### Selected text:
========================

# Rock River Today 12/30



## 9Left (Jun 23, 2012)

Well.... as i have previously posted..i was in akron for the week for work..ive never steelhead fished...ever..so i had my last day of the trip (today)off..and after a loong week of work...what better to do! I made my way to GONEFISHINBAITANDTACKLE first in Cuyahoga,, thankyou steve (and bill) for your help with the tackle set up. I headed to Rock cliff Spring Area first...well..it was packed! I observed for a bit and then just headed upriver on the walkway till I found a hole that looked decent...no fish...then more walkin...more fishin...more walkin...and so on...I ran into a TON of guys that all said the same thing..the river conditions were great but fish just werent bitin. I took the truck and drove on to another spot that i think is an animal shelter, walked down to the river to a decent lookin spot(it was a tailout right before a riffle)...one cast(pink spawnbag)..bobber goes down immediately and FISH ON!.......for all of ten seconds..that fish snapped my line like it was his job. I had the drag set ok...but it just happened fast and then it was over.. I fished that spot for the next hour with nothing..headed downriver to a big pipe/bridge lookin thing..fished there for an hour or so...nutin...oh well..it was a lot of fun and thankyou to all who helped me prep for this trip!


----------



## FISHIN216 (Mar 18, 2009)

Its such a bummer when the water is perfect and the fish don't want to play

posted using Outdoor Hub Campfire


----------



## selfproclaim (May 19, 2011)

You were on great water based on your description. If the fish snapped your line that quickly your drag was most likely set to tight. The fish should be able to run freely after hookup with little resistance.


Posted using Outdoor Hub Campfire


----------



## 9Left (Jun 23, 2012)

selfproclaim said:


> You were on great water based on your description. If the fish snapped your line that quickly your drag was most likely set to tight. The fish should be able to run freely after hookup with little resistance.
> 
> 
> Posted using Outdoor Hub Campfire


..i dunno..i kinda think it was the knot, or the line... cuz i'd been fishin for several hours already and pullin outta snags..i never did retie..im pretty confident in my drag setting and fighting fish...i probly shoulda retied at somepoint in the day!


----------



## Rasper (Sep 6, 2012)

Yep i fished the rocky today for 4 1/2 hours with NOT A BITE! perfect conditions. It just was that cold snap. It probably gave them lock jaw. it was 27 degress out when i was fishing. Man was it cold... broke my rod today right before i was about to pack it up. Always got get that last cast. But thank god i only had it for about 3 weeks. still under warranty. Anyways i didnt see anyone catch anything but maybe a runny nose today. Sorry to hear about your only hook up that went bad. But like they always said a bad day fishing, is better than a day at work.


----------



## brodg (Sep 6, 2010)

========================

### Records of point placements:

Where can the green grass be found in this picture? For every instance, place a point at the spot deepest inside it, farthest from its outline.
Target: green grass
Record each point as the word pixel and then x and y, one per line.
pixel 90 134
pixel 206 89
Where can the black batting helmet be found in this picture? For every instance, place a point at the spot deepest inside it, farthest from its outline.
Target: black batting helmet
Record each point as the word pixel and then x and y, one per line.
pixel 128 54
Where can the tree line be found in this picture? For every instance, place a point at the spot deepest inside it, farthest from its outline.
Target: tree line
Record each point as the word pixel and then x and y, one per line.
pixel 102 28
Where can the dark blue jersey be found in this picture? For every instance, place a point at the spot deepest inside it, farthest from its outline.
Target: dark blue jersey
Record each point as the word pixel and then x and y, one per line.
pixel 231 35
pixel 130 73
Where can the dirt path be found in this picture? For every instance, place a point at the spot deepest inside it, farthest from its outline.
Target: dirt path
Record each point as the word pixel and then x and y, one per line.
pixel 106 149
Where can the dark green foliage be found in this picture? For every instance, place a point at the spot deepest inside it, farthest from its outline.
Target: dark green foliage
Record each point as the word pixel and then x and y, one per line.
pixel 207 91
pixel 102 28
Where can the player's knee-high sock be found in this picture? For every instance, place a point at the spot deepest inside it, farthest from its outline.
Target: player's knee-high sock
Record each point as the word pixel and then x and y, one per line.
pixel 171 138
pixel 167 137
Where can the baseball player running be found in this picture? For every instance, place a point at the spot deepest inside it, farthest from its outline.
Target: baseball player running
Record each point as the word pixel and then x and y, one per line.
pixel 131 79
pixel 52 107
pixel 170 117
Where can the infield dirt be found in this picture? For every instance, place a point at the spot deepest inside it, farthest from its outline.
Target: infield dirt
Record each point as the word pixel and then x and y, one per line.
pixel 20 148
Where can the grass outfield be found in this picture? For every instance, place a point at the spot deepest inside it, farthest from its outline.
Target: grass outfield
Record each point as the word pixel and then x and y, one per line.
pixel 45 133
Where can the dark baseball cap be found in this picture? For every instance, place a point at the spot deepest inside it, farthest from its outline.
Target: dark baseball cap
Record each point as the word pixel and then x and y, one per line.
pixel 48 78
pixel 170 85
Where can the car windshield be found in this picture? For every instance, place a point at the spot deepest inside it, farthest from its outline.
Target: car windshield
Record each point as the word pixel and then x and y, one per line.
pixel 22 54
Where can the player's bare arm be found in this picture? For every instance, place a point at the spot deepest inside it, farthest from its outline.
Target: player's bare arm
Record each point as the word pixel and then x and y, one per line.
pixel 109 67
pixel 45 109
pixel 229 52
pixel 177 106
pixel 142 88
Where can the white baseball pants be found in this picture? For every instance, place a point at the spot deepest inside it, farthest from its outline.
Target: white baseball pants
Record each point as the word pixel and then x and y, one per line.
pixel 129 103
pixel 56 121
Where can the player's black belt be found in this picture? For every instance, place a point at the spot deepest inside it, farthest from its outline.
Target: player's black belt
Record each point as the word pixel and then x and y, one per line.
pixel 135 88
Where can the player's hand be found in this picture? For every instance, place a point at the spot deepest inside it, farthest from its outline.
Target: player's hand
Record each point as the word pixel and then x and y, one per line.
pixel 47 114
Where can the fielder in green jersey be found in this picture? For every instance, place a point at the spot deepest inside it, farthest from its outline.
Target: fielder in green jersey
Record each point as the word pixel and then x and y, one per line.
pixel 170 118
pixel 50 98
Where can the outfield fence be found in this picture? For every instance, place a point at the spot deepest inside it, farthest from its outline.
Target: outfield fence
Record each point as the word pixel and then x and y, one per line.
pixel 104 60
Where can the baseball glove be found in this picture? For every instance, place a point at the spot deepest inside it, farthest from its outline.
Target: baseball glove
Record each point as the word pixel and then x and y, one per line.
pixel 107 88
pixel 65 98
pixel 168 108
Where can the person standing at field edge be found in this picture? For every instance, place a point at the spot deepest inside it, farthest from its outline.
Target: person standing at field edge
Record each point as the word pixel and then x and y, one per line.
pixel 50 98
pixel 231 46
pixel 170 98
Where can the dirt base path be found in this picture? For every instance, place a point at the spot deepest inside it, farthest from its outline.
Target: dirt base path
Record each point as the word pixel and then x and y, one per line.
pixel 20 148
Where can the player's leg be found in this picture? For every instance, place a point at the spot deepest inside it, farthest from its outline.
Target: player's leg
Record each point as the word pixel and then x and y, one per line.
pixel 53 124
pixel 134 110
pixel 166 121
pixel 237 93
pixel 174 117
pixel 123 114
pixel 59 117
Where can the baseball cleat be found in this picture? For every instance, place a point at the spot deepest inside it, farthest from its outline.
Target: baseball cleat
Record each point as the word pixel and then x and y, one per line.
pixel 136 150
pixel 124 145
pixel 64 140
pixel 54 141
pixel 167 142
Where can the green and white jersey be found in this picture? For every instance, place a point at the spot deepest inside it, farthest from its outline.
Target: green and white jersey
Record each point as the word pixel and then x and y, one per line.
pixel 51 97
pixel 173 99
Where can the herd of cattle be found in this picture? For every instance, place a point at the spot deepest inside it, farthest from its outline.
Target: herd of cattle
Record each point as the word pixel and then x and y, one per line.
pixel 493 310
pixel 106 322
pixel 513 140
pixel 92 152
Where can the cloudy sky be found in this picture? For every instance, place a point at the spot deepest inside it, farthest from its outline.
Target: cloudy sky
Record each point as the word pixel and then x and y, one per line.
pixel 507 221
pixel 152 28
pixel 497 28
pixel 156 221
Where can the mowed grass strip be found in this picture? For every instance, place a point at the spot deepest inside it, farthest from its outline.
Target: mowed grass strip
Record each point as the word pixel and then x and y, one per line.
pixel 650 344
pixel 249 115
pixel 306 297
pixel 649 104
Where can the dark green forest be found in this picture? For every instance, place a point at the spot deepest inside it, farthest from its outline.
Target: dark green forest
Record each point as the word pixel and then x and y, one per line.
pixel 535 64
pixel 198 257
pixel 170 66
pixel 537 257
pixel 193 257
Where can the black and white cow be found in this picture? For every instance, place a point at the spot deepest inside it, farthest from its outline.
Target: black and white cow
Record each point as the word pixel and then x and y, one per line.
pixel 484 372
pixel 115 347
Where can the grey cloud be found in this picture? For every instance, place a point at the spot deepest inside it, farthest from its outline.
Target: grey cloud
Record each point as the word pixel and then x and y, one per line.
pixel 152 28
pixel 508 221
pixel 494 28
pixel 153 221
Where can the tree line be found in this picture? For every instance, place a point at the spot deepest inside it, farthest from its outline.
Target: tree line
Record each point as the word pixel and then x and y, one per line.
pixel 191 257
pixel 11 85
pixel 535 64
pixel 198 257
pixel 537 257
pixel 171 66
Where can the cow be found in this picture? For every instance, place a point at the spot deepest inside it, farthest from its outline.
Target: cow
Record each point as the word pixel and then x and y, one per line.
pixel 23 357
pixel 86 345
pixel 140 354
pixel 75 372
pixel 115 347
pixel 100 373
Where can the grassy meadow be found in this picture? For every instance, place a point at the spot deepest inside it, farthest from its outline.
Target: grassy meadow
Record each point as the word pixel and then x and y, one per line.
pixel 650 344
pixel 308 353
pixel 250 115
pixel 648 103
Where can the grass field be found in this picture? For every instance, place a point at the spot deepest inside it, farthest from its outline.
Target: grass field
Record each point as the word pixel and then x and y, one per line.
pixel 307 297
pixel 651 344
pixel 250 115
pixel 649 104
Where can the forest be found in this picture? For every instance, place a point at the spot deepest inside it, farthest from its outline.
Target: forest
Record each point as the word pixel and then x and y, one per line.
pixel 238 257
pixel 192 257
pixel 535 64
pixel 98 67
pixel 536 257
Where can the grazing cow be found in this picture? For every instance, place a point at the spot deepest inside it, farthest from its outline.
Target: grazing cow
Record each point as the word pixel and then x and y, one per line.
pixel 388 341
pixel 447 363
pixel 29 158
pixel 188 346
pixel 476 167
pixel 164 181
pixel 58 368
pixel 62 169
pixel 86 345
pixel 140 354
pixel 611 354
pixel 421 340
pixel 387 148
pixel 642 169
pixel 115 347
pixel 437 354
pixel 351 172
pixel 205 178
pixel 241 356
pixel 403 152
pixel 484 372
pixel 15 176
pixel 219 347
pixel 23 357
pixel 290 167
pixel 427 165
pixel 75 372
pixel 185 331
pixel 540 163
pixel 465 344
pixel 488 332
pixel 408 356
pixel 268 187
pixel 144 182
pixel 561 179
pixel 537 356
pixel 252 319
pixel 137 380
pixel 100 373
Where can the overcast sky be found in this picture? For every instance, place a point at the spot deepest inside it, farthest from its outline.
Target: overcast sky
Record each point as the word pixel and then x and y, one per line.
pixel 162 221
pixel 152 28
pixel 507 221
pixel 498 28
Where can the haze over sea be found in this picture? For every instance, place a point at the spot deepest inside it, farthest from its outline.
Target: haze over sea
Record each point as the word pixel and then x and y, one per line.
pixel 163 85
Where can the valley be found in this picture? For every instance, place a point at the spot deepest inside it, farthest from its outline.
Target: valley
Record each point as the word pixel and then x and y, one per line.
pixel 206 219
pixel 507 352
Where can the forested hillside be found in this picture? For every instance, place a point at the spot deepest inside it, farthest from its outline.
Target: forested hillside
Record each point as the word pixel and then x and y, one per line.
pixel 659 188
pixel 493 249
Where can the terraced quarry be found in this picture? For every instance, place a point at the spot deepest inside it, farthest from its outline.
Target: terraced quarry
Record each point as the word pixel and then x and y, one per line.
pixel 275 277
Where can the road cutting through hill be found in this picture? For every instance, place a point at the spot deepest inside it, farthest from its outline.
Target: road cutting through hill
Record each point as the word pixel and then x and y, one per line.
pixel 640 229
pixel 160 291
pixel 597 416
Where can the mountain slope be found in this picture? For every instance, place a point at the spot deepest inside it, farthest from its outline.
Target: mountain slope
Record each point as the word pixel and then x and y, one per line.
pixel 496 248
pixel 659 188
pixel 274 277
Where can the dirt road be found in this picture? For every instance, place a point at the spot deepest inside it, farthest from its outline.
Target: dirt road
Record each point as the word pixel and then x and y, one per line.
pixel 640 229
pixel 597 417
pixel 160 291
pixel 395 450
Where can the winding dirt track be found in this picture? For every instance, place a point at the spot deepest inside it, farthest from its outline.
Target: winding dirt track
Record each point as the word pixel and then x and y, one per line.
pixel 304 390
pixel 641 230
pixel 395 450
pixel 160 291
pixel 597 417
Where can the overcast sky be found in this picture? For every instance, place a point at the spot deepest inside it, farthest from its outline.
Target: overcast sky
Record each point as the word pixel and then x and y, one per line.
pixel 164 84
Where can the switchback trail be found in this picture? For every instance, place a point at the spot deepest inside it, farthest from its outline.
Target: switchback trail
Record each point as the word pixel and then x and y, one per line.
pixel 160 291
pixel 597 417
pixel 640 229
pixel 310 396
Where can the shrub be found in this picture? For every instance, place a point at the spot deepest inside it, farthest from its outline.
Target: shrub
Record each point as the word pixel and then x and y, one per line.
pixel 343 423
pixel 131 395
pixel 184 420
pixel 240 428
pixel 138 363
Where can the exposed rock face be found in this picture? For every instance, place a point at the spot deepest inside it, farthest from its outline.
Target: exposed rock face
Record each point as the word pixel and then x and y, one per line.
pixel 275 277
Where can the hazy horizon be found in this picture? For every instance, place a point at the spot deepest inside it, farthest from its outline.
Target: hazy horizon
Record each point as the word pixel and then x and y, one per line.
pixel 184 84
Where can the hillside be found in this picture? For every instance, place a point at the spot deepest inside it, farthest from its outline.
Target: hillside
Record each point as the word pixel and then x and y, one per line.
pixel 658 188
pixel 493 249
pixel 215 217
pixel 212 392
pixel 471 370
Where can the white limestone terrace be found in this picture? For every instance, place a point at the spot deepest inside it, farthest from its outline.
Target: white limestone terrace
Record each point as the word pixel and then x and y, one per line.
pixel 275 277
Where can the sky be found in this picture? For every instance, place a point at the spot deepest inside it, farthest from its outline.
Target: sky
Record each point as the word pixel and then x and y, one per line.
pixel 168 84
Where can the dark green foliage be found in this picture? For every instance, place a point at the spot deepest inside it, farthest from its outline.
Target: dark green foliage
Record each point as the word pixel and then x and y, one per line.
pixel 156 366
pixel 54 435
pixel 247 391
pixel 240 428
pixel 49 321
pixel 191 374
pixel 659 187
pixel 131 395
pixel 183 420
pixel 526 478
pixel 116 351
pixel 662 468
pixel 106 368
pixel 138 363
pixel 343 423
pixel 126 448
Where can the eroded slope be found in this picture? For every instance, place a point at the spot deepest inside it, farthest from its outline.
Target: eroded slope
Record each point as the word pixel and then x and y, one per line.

========================

### Tasks for this exercise:
• A. In the Rock River fishing thread, what bait was on the cast that hooked a fish right away?
• B. Reproduce the passage of the Rock River thread from the words "Yep i fished" up to and including the words "day at work.".

### The responses:
• A. A pink spawnbag.

• B.
Yep i fished the rocky today for 4 1/2 hours with NOT A BITE! perfect conditions. It just was that cold snap. It probably gave them lock jaw. it was 27 degress out when i was fishing. Man was it cold... broke my rod today right before i was about to pack it up. Always got get that last cast. But thank god i only had it for about 3 weeks. still under warranty. Anyways i didnt see anyone catch anything but maybe a runny nose today. Sorry to hear about your only hook up that went bad. But like they always said a bad day fishing, is better than a day at work.